WRITTEN EXERCISE → Copy all of the records below word for word, leaving nothing out and changing nothing.

## start

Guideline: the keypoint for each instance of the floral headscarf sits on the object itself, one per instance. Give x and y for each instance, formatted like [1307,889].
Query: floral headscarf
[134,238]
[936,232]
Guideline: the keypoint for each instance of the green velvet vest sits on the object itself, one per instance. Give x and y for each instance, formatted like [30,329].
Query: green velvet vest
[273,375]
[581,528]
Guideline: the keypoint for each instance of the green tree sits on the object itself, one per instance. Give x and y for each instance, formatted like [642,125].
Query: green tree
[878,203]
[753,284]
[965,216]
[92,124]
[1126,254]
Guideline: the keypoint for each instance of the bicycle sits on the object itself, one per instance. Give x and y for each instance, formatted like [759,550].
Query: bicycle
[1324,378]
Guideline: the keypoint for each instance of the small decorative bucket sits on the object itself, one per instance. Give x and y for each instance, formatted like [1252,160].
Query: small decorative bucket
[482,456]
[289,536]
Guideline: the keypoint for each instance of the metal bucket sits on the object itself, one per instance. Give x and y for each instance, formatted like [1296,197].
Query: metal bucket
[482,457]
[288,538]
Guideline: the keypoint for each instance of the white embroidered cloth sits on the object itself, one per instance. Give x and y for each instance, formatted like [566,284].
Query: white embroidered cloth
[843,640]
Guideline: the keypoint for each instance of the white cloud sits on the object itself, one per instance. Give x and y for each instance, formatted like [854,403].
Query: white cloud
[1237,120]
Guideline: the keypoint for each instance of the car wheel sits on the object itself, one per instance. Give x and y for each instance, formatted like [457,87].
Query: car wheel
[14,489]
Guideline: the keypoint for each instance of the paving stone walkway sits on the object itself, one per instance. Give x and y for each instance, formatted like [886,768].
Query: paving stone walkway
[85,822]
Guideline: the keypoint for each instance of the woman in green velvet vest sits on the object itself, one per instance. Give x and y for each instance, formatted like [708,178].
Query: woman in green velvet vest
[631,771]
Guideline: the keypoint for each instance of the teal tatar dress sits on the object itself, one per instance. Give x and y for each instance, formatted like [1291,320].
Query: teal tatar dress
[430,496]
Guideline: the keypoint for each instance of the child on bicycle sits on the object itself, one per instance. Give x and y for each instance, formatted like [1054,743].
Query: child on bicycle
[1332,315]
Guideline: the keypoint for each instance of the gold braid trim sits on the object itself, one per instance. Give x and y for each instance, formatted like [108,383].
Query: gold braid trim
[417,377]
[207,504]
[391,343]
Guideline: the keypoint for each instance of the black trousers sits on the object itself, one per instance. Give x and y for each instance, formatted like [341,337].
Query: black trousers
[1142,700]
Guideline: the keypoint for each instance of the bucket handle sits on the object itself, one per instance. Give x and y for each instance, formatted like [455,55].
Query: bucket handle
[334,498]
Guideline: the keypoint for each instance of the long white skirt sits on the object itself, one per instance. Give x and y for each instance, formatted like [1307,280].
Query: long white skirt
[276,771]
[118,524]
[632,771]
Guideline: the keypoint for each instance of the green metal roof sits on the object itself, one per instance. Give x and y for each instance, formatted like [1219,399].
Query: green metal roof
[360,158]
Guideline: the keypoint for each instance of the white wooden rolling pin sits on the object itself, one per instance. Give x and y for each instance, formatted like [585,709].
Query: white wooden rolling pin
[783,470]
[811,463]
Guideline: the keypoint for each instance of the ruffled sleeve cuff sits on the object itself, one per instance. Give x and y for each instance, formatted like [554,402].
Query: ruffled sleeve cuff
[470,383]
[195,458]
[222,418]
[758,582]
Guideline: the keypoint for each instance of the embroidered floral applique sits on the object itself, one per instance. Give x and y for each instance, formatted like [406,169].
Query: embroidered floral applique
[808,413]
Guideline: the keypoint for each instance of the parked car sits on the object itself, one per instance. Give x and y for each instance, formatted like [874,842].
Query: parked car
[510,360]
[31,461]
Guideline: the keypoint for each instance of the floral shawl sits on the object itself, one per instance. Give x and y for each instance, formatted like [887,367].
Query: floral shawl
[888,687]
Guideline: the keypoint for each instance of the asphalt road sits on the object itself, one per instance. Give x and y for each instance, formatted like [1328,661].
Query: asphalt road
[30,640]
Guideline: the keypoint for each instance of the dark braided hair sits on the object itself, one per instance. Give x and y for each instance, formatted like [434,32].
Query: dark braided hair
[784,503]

## end

COMPLETED EXERCISE →
Guideline: the keypoint for each instance of the floral headscarf sits on the object itself, one per instance. Give x and y for each instance, formatted like [1307,889].
Query: floral headscarf
[134,238]
[936,232]
Guideline: the keypoint for each instance of the green velvet vest sits on the object itself, one per instance. Give x and y for each instance, formatted like [30,329].
Query: green velvet vest
[273,375]
[581,528]
Guideline: the keypoint for each instance of the green tree sits on the object itself, one per instance. Give x and y for each instance, formatted like [642,125].
Query: green tree
[878,203]
[753,284]
[965,216]
[92,124]
[1126,254]
Guideline: the keypoint for each instance of the bicycle sits on the object itself, one per instance. Give x and y for each instance, formatted like [759,550].
Query: bicycle
[1324,378]
Guideline: the keypoint for each instance of the small decorative bucket sits on the object itself, one per instance. Give x and y for each instance, formatted like [1252,160].
Query: small decorative bucket
[482,456]
[289,536]
Guideline: the keypoint for each instance of the metal bucket sits on the object itself, one per instance. Give x and y for each instance, formatted like [1296,197].
Query: metal bucket
[482,457]
[288,538]
Guideline: the keypoint for each instance of the white embroidered cloth sits on the object itself, one per instance. Give x and y for each instance, formatted like [566,284].
Query: white embroidered cloth
[843,640]
Guideline: the keypoint for each instance of the white cloud sits on the object itself, one per instance. Give x and y for each instance, formatted like [854,403].
Query: white cloud
[1237,120]
Guideline: the keypoint for each instance of the car wheel sits on the object itself, one per instance. Give x and y for each instance, formatted like [457,87].
Query: car wheel
[14,489]
Guideline: the keypoint for each instance of the paving stone walkway sits on the object itself, one per instance. Give x and y for each instance, formatted like [886,768].
Query: paving stone walkway
[85,822]
Guideline: the keypoint for each instance of the woman in green velvet vest sits on the object itself, one per instance. Give x and y for each instance, formatted like [708,178].
Query: woman in green velvet vest
[631,771]
Guideline: the keypoint for each instance of the teal tatar dress sits on the object itself, one per instance. Give x and y for each instance, formatted like [1291,320].
Query: teal tatar dress
[430,496]
Guideline: the keypoint for each instance of the child on bicycle sits on the object itself, one per instance. Give x and y for each instance, formatted like [1054,743].
Query: child on bicycle
[1332,315]
Guideline: the keypoint for each instance of the gold braid trim sits on the object itself, one per instance. Give x and y for each instance, formatted like [108,383].
Query: gold braid trim
[417,377]
[207,504]
[391,343]
Guideline: the keypoint for each instance of the black trousers sits on the object itself, one per instance. Give x and y for each instance, formatted like [341,337].
Query: black trousers
[1142,700]
Guideline: the keypoint for each instance of the bucket handle sits on the object itself, one per instance. Give x and y for each instance, formatted like [455,55].
Query: bucket handle
[334,498]
Guideline: the keypoint for each instance of the long white skirt sits on the object itself, one per instance. Give x and y for each instance, formatted like [1307,280].
Query: long white skirt
[276,771]
[118,524]
[632,771]
Guideline: the keypoint for each instance of the green metal roof sits on the object itself, one per instance. Give x and y for each instance, formatted like [1219,399].
Query: green metal roof
[360,158]
Guideline: the keypoint for each instance of the white wooden rolling pin sits on the object itself, one per instance. Give x and y for each instance, formatted like [585,709].
Query: white wooden rolling pin
[783,470]
[811,463]
Guideline: the keypoint for each instance of the ruffled sleeve cuff sits on the object itself, one per instance. Give x and y for each instance, formatted like [554,402].
Query: ruffled sleeve cuff
[470,383]
[195,458]
[222,418]
[758,582]
Guideline: the keypoint for each instance of the embroidered floral applique sits on the object itself, one per instance. Give x and y for each instance, formatted like [406,169].
Query: embroidered floral applique
[808,413]
Guideline: the keypoint for each instance of the parked car sits on the object itself, one per instance. Give x and y for each instance, formatted like [874,842].
Query: parked car
[510,360]
[31,461]
Guideline: the keypoint for each instance of the floral shawl sits on the object itself, one per instance. Give x and y for each instance, formatted like [887,367].
Query: floral shawl
[888,687]
Guideline: the keypoint for each instance of the asphalt road sits on the object itself, one per instance. Give x and y for each instance, formatted like [1328,661].
Query: asphalt road
[30,640]
Guideline: the keypoint for each instance of the dark braided hair sits on the object itself, one per instance. Give x and y for each instance, formatted like [434,32].
Query: dark braided hair
[784,503]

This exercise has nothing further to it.